begin MATERIALS PROVIDED

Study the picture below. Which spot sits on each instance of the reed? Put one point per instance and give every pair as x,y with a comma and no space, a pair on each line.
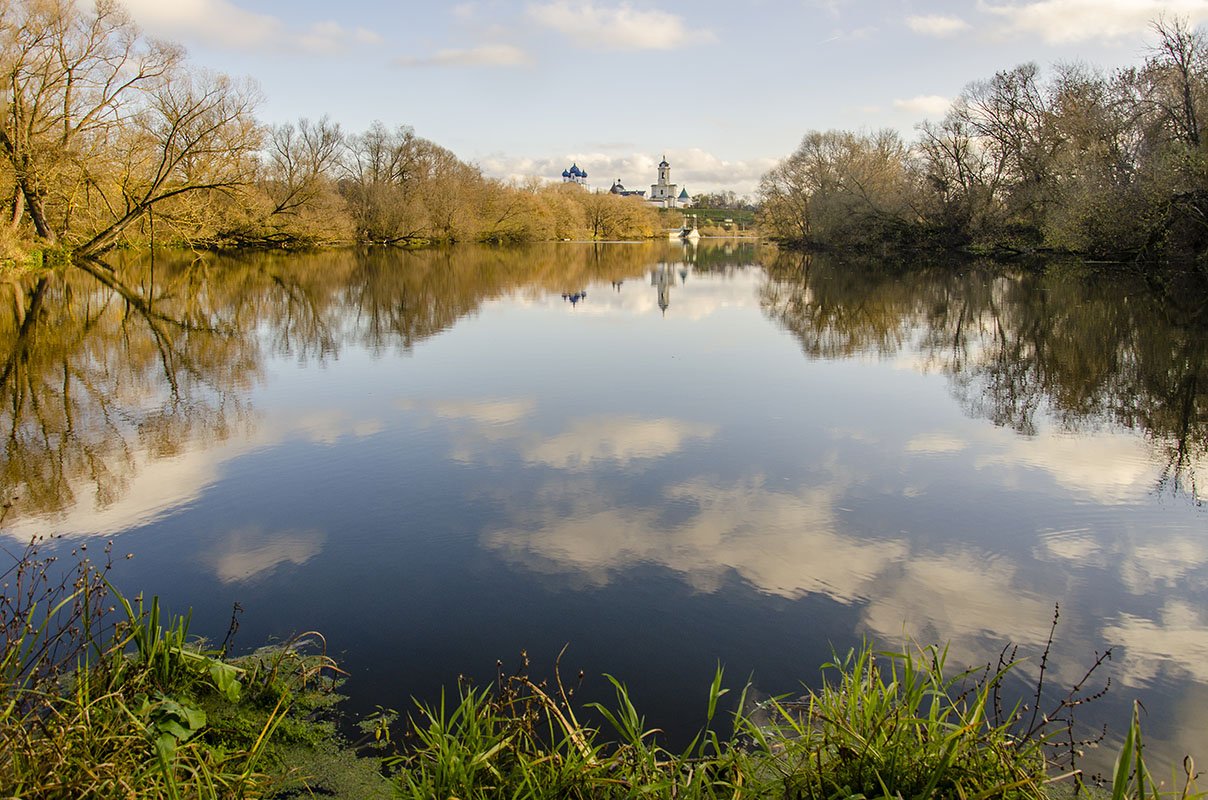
105,696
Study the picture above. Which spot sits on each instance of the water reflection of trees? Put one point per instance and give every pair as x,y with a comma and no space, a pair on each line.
106,367
1084,352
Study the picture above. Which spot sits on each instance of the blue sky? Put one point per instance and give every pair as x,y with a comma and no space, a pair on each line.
722,88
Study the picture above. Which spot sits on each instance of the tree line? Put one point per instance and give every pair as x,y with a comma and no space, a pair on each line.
1113,164
110,137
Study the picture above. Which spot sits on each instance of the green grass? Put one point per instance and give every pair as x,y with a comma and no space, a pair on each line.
108,697
139,708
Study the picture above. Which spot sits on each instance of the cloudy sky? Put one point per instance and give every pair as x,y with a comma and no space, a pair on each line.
722,88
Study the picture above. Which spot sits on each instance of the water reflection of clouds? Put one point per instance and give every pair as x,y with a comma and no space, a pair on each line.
1178,638
691,297
1109,468
329,425
157,486
782,543
581,444
620,440
973,600
249,552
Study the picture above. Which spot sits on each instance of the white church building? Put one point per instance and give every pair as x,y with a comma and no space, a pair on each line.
665,193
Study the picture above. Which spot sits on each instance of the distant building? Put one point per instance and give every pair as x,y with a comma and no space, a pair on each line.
574,175
619,189
665,193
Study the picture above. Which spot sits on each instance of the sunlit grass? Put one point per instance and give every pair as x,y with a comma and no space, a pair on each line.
138,708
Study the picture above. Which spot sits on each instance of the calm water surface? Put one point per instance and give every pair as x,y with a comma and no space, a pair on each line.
663,456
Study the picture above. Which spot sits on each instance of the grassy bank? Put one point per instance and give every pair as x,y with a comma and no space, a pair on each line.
105,697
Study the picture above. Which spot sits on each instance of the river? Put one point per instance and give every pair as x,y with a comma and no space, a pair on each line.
658,456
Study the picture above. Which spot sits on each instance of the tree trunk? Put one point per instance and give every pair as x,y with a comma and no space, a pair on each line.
18,207
36,212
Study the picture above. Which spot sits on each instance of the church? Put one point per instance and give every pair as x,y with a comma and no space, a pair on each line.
663,193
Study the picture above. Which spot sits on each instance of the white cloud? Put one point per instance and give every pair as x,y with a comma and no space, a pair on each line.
1072,21
481,56
224,24
695,169
928,104
936,25
617,27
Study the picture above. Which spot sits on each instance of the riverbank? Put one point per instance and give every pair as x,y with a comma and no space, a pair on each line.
104,696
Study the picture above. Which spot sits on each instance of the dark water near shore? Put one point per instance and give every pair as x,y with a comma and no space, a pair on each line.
665,457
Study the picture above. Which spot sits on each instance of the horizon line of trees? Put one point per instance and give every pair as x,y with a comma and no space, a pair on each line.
1110,164
110,137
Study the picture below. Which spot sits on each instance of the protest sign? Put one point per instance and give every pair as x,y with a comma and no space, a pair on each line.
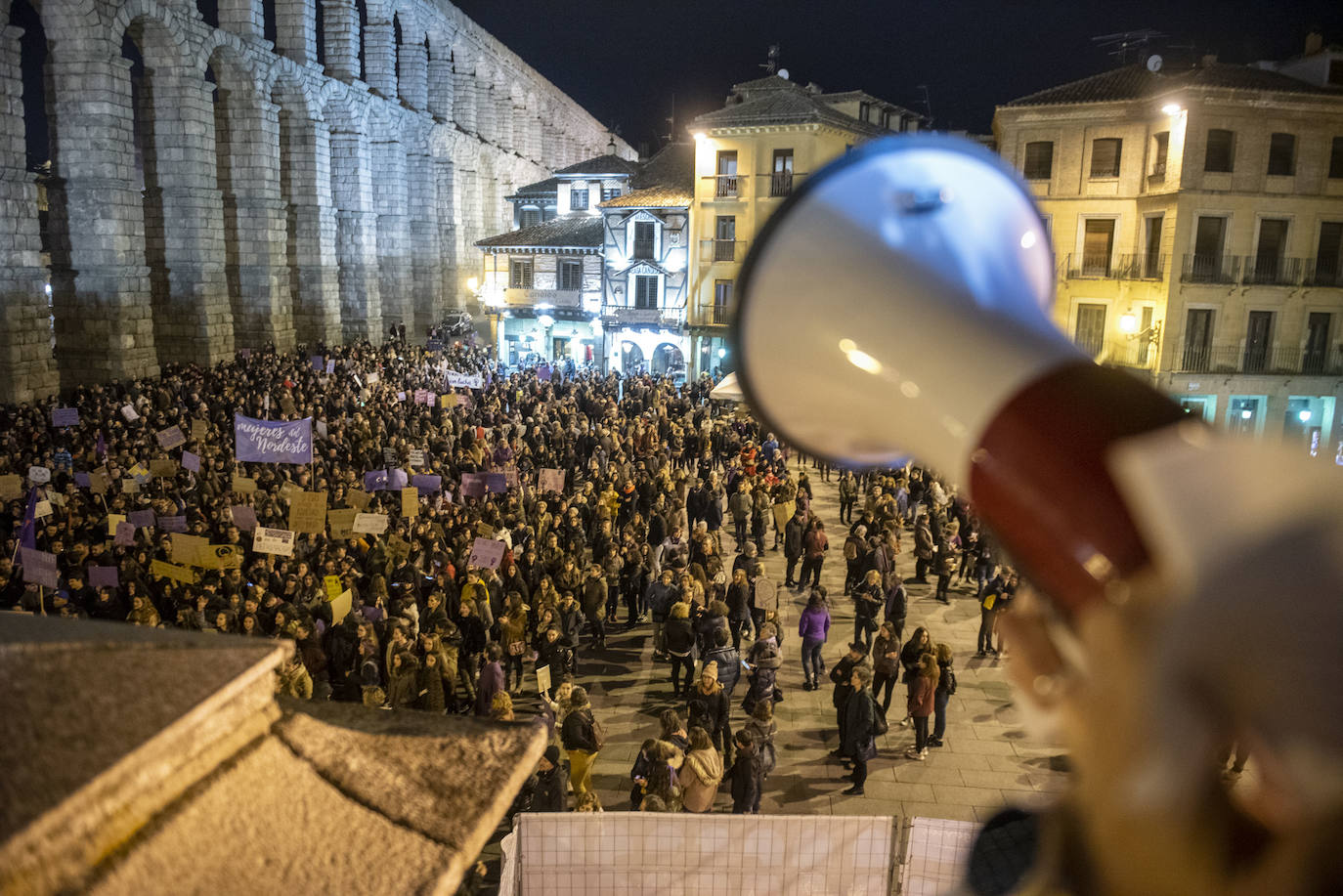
243,517
273,541
273,441
551,480
487,554
104,576
370,523
172,571
171,438
343,523
39,567
308,512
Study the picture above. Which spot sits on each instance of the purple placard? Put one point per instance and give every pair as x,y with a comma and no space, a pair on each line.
244,517
487,554
426,483
273,441
39,567
125,534
104,576
473,485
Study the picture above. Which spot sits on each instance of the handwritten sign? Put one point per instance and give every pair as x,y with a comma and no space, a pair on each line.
273,541
487,554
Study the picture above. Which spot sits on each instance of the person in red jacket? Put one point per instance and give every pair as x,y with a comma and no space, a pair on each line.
923,687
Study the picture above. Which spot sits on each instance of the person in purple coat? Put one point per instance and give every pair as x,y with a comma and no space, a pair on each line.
812,627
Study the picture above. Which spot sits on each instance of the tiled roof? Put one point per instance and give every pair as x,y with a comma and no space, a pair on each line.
600,165
779,103
1137,82
567,232
652,197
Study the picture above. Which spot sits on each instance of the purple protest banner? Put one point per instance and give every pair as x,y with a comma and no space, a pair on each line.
273,441
426,483
473,485
104,576
125,534
487,554
243,517
39,567
172,523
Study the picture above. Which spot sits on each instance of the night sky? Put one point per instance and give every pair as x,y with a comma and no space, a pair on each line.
624,60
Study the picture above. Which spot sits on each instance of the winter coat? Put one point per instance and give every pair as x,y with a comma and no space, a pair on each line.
700,778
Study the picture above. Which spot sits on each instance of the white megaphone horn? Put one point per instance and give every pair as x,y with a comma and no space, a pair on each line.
896,304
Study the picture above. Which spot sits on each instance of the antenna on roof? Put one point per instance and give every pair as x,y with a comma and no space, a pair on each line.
771,64
1121,45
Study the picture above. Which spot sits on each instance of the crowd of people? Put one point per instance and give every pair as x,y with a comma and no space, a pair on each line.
632,536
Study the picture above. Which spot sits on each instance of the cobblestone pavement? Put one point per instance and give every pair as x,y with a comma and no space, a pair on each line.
988,759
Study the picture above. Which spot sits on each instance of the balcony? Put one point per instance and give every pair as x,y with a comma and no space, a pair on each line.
721,250
1260,362
628,316
1115,268
1210,269
1272,271
1323,272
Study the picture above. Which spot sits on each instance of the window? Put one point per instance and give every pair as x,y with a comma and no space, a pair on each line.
1160,149
571,273
1040,160
1281,154
645,292
1090,332
643,239
1220,154
520,273
1098,244
780,182
727,174
1105,153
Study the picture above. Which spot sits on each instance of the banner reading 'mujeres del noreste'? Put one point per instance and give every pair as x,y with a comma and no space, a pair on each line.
273,441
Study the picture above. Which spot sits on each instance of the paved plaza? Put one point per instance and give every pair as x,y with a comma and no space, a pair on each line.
988,759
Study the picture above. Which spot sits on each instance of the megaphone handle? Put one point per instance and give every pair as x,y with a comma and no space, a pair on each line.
1040,479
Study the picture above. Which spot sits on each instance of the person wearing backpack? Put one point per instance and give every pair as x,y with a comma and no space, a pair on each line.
945,687
860,721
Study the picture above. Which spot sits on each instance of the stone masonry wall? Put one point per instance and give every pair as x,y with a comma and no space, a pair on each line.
279,200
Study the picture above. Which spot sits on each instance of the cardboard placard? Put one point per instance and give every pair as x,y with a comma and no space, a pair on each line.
273,541
308,512
369,523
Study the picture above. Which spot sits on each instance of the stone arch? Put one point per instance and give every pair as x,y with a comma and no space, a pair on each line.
254,232
175,131
304,163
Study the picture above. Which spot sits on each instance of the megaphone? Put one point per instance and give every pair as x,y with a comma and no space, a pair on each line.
897,304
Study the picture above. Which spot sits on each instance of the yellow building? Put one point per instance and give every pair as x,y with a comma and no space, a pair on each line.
1196,221
749,156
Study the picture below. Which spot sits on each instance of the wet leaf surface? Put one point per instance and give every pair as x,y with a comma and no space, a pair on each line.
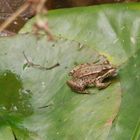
53,110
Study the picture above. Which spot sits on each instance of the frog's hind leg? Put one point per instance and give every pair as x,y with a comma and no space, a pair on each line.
99,81
101,85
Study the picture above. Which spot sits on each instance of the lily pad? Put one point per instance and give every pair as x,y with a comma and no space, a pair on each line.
39,104
113,30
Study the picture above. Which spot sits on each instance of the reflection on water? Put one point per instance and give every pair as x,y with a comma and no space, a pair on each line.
13,98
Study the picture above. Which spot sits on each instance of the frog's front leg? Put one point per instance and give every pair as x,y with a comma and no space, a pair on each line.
99,81
77,85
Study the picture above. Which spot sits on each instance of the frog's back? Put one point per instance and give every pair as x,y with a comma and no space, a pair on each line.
90,70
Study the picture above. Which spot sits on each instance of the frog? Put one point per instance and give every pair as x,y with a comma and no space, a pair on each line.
91,74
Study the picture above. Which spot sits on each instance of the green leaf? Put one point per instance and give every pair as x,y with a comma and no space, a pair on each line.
127,124
111,29
39,103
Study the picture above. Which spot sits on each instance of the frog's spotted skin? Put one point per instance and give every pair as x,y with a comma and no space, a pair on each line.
85,75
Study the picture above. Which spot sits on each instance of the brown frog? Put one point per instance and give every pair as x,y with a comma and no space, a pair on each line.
91,74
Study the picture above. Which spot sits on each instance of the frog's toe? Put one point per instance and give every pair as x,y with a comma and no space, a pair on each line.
100,85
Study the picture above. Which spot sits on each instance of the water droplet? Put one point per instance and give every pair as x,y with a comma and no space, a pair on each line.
135,65
43,84
15,108
133,40
123,27
115,41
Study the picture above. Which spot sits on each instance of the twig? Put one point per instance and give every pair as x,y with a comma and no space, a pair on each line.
30,64
14,16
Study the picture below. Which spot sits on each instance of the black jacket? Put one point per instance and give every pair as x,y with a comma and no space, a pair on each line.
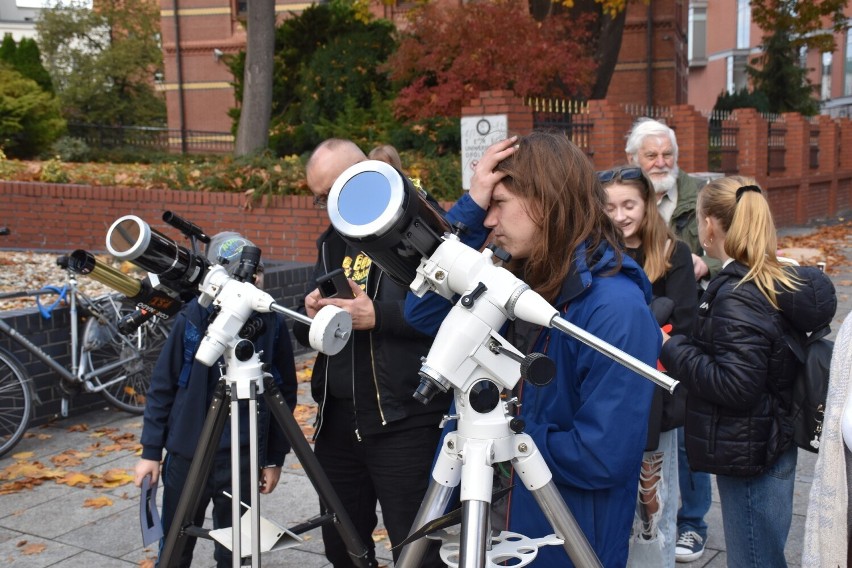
739,370
383,362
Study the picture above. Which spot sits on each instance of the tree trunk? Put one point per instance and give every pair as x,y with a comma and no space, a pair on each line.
606,31
256,108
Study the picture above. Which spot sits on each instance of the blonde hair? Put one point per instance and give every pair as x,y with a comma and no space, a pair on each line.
750,235
386,153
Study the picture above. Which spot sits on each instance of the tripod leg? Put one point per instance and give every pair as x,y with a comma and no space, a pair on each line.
278,407
536,476
434,505
199,471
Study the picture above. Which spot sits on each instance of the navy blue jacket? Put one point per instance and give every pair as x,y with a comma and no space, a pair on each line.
590,423
178,402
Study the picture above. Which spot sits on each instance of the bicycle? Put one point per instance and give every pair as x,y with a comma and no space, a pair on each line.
107,362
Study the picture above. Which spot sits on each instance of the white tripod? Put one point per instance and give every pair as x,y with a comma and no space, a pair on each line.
474,360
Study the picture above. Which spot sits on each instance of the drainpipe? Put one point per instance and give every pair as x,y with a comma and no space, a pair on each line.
649,32
179,62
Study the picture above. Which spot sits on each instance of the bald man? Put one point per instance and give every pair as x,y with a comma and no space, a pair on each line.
373,439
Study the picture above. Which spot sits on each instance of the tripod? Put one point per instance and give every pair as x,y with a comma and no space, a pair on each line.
470,357
245,379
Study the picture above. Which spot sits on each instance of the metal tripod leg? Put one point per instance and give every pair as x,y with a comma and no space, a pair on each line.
279,409
199,471
533,472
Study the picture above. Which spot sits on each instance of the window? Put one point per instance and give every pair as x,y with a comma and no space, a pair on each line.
697,33
825,84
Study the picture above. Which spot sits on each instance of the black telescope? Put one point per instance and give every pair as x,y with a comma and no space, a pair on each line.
378,210
131,238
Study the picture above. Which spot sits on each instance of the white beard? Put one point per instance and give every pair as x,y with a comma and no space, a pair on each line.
664,185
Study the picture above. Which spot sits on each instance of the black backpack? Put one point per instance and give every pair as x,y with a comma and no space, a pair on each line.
810,388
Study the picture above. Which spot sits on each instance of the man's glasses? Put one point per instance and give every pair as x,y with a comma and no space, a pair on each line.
617,174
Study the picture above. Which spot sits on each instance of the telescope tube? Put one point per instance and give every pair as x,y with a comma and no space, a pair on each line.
83,262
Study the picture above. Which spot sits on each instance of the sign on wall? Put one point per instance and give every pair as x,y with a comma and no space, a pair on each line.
478,133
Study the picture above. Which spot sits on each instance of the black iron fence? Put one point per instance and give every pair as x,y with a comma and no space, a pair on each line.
153,138
569,116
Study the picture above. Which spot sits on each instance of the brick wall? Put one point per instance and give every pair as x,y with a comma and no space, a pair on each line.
66,217
286,282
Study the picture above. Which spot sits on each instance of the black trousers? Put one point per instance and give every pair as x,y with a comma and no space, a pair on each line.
392,469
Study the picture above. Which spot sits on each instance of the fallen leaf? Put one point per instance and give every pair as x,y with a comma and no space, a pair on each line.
34,548
98,502
75,478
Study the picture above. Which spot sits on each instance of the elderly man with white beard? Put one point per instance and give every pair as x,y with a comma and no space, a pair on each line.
652,146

end MATERIALS PROVIDED

• [DIRECTIONS FOR THIS TASK]
Reproduce the records verbatim, starting at the line containing "the black trousers?" and continuing through the end of the records.

• [OUTPUT OF THE EXERCISE]
Study the picture above. Which spot sits on each instance of the black trousers? Put one point per instance and give every pair as x,y with a comma and no space, a pair on each line.
392,469
Study the picture above. Which spot sits on each instance of the fallen leaf? Put one point per instance and give every pair as x,y with a comma and no space, a pair on each line.
34,548
98,502
75,478
Study the picture above. Which spot sits on each instance of the elderly man with white beard? Put one point per instance and give every pair as x,y with a comma and no space, a pair on each line.
652,146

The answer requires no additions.